*** Source data
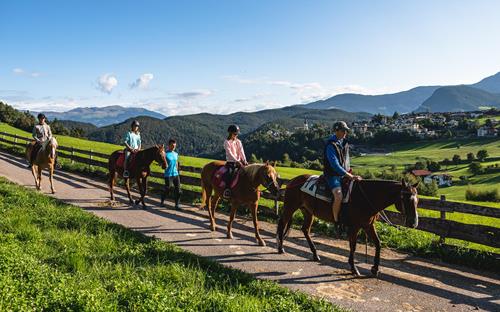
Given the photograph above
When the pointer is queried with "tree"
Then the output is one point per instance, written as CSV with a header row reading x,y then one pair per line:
x,y
475,168
433,166
470,157
482,155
******
* Set task
Recast the material above as a Markdown table with two columns, Row and Line, putting each line in its own numbered row and skipping any blank lines. Leave the pictures out.

* Answer to this task
| Row | Line |
|---|---|
| 1 | Given the photograph above |
| 2 | When the pointer is queried with "tree" |
| 3 | Then the output is one point per instance, written as CSV with a header row reading x,y then one pair per line: |
| 4 | x,y |
| 5 | 475,168 |
| 6 | 433,166 |
| 7 | 470,157 |
| 8 | 482,155 |